[THE RECORDS]
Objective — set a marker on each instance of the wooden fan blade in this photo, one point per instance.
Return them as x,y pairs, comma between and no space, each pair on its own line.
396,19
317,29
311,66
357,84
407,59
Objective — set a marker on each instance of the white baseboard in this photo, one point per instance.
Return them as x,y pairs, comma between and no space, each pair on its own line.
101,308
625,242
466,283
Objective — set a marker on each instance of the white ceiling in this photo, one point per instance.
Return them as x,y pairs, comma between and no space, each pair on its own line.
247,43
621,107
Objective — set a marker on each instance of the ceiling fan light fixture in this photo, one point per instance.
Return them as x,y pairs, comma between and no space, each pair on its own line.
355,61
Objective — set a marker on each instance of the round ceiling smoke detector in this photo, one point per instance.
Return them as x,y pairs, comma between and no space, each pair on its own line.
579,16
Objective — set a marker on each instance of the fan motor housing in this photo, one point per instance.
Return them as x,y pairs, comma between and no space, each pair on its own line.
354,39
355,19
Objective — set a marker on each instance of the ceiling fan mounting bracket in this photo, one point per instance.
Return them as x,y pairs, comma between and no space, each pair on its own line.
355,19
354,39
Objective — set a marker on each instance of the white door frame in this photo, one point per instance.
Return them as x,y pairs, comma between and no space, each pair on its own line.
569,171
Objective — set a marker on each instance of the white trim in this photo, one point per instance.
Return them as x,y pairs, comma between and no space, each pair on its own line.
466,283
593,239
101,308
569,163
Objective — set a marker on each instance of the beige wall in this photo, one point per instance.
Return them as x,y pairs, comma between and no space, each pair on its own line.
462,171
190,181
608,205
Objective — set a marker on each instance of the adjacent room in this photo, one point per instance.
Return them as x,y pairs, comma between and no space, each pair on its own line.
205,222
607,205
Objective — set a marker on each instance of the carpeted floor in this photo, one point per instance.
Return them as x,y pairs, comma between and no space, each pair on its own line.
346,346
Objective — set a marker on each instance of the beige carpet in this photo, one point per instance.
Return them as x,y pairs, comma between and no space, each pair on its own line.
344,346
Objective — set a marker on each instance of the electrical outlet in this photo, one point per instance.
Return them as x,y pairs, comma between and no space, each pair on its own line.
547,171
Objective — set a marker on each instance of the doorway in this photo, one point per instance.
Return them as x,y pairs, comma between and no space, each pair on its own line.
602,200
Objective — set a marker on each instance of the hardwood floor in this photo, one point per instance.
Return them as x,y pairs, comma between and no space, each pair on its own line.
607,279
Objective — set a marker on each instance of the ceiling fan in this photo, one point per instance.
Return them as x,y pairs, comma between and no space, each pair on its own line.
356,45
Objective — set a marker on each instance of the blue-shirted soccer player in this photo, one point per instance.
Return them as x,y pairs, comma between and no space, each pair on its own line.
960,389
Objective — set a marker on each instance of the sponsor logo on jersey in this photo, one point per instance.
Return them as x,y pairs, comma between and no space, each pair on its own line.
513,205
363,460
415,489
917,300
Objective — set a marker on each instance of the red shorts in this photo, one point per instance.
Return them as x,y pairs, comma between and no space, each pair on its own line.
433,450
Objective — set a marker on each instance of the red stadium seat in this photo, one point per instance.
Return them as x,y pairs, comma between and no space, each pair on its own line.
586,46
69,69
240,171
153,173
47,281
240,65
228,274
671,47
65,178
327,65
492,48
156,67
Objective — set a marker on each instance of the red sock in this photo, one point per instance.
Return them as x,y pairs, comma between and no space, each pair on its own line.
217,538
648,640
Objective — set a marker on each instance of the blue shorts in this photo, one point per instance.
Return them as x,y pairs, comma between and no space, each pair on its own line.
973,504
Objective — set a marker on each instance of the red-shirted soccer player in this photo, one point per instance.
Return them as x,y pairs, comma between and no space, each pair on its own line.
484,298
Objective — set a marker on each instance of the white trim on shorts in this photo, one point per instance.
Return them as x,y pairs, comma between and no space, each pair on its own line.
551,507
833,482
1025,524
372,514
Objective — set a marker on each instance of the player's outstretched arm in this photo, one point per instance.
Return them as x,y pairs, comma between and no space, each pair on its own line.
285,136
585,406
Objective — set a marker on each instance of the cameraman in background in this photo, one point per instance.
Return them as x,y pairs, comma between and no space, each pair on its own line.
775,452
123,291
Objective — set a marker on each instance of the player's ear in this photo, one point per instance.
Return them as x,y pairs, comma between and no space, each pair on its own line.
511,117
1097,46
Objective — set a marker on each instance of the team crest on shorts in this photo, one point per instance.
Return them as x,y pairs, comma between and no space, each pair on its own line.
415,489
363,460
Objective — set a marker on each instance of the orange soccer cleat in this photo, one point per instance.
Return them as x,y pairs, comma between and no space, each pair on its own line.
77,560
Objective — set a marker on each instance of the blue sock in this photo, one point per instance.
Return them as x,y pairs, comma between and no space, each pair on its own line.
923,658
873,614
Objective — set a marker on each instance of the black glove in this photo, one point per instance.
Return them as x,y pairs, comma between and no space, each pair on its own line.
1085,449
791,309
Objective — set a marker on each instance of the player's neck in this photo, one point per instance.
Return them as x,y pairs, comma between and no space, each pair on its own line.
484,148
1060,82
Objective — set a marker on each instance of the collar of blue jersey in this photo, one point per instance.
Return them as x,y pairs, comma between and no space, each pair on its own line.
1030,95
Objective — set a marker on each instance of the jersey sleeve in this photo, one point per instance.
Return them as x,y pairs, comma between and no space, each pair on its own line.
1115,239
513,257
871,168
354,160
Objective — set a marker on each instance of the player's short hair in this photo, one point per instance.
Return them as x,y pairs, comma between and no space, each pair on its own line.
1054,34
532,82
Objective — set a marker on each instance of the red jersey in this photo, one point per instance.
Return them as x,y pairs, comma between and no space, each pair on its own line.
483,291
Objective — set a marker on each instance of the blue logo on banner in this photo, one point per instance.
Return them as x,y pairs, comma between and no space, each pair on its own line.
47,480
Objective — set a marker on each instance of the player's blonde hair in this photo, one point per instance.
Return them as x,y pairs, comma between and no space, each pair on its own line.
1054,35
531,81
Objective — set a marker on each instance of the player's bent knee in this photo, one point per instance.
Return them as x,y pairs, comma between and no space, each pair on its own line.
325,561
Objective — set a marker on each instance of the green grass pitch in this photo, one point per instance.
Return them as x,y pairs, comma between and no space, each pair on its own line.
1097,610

[PROBLEM STATEMENT] Gather each line from the entries above that includes the word "hair".

[ANSWER SECTION]
Objective — set a marker on each instance of the player's short hair in this photo, one point per instance.
Objective — set a marker on each instance of the player's blonde hair in this photo, one point per instance.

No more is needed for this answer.